- [Given instruction 1]
Find each line in the records below that contains the word "silver", and copy those lines.

- [Text shown]
A "secret commission" or "undisclosed commission" is a broader common-law concept. It refers to any commission payment made by a lender to a dealer that was not disclosed to, or was inadequately disclosed to, the customer, regardless of whether the dealer had any discretion over the interest rate. The Court of Appeal's October 2024 judgment had the effect of bringing non-DCA arrangements into scope for potential claims by applying fiduciary duty analysis. The Supreme Court's August 2025 ruling substantially narrowed that expansion: it rejected fiduciary duty and bribery as the legal route to recovery. However, the "unfair relationship" route under section 140A of the Consumer Credit Act 1974 remains open, as Johnson's successful claim demonstrates, and the FCA has explicitly designed its redress scheme (PS26/3) to cover both DCA and non-DCA commission arrangements.
This is an important distinction for anyone considering whether their agreement may be in scope. Eligibility for the FCA redress scheme does not require that your agreement contained a DCA. It requires that commission was paid by your lender to the broker, that the agreement falls within the covered period (6 April 2007 to 1 November 2024), and that there was inadequate disclosure of at least one of three defined arrangements: a DCA, a high commission arrangement (at least 39% of total cost of credit and at least 10% of the loan), or a contractual tie between lender and broker that gave the lender exclusivity or right of first refusal (except where visible links between manufacturer, dealer and lender existed).
How the ruling affects your potential claim
The Supreme Court's judgment has narrowed, but not closed, the door to redress for motor finance customers. The key practical points are as follows.
The fiduciary duty and bribery routes to recovery have been rejected. Claims brought purely on those grounds are unlikely to succeed following the Supreme Court's ruling. However, the "unfair relationship" route under section 140A of the Consumer Credit Act 1974 remains available and was expressly upheld in the Johnson case.

- [Input for this task]
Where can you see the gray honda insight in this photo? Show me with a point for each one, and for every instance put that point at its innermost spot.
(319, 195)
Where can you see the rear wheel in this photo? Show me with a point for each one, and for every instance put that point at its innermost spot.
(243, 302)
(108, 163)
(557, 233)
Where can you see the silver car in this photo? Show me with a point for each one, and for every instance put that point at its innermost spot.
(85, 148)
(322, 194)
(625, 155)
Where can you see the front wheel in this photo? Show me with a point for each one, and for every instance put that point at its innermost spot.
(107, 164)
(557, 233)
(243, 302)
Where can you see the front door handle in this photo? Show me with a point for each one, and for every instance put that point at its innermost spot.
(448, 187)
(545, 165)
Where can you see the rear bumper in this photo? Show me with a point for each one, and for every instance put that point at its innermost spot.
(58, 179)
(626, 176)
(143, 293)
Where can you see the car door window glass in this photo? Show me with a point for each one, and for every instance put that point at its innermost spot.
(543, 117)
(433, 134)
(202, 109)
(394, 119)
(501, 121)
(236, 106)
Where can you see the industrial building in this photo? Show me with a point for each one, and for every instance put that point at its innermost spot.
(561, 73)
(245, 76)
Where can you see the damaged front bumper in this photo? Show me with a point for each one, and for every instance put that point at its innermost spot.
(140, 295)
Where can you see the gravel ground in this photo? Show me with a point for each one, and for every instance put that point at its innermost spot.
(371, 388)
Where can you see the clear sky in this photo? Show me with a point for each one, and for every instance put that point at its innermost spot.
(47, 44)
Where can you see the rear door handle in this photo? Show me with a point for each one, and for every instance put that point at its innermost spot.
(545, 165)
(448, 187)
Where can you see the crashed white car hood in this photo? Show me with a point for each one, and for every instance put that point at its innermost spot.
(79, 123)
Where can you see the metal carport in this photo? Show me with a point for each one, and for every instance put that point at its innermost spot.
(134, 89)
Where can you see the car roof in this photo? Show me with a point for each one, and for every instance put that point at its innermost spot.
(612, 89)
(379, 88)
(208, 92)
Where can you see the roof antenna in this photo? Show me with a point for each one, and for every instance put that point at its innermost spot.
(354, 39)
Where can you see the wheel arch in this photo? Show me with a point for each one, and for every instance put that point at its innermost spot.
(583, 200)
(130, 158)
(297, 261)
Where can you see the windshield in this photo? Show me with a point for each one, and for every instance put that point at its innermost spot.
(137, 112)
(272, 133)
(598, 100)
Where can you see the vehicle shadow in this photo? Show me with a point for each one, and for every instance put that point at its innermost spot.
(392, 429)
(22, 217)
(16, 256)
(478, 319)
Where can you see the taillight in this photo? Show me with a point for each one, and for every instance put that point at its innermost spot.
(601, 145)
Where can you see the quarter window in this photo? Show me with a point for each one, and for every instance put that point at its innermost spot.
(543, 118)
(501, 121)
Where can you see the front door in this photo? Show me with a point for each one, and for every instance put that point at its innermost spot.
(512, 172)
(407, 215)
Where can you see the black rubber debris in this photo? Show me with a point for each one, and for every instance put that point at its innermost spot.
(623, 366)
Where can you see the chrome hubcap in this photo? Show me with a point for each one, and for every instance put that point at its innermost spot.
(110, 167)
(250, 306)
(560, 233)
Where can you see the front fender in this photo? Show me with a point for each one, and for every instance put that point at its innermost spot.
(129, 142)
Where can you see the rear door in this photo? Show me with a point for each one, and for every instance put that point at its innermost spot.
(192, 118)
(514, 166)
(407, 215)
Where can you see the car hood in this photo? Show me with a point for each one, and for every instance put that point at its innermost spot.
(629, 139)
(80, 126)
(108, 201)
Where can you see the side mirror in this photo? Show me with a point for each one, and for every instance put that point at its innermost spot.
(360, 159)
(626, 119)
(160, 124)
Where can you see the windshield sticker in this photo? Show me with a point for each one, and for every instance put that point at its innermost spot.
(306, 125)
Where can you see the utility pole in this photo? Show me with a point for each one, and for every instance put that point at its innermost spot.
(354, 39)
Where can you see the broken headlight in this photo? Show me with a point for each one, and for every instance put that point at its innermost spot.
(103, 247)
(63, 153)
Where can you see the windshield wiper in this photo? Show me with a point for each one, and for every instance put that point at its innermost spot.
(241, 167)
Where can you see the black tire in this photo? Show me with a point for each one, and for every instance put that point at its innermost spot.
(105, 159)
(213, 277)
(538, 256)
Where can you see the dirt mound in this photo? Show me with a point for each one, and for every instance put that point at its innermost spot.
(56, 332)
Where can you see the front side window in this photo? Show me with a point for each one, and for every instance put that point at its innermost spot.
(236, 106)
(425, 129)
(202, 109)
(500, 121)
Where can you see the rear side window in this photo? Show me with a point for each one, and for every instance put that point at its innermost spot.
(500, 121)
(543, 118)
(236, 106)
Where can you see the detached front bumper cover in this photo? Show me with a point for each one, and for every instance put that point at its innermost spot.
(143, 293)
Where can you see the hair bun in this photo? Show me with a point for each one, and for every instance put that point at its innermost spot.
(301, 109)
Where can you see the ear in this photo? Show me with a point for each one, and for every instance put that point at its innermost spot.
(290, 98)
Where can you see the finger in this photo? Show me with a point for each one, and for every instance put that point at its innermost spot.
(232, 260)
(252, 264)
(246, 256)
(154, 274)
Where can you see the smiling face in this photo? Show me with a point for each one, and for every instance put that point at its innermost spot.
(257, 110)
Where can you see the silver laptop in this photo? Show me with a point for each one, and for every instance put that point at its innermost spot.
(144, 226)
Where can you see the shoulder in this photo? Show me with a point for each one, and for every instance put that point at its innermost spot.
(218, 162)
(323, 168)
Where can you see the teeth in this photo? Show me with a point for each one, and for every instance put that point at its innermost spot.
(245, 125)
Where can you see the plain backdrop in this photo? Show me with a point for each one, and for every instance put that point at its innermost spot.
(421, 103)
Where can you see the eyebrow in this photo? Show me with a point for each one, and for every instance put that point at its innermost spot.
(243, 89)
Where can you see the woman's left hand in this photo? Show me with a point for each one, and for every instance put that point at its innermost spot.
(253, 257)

- [Given instruction 2]
Write out part of the motor finance passage above word for word. Begin at the words "How the ruling" and stop after "are as follows.".

- [Written answer 1]
Where can you see the silver car in this photo? Show me with a point for each one, and for every instance put that point at its innermost spot.
Where can you see the silver laptop in this photo? Show me with a point for each one, and for every instance put that point at its innermost spot.

- [Written answer 2]
How the ruling affects your potential claim
The Supreme Court's judgment has narrowed, but not closed, the door to redress for motor finance customers. The key practical points are as follows.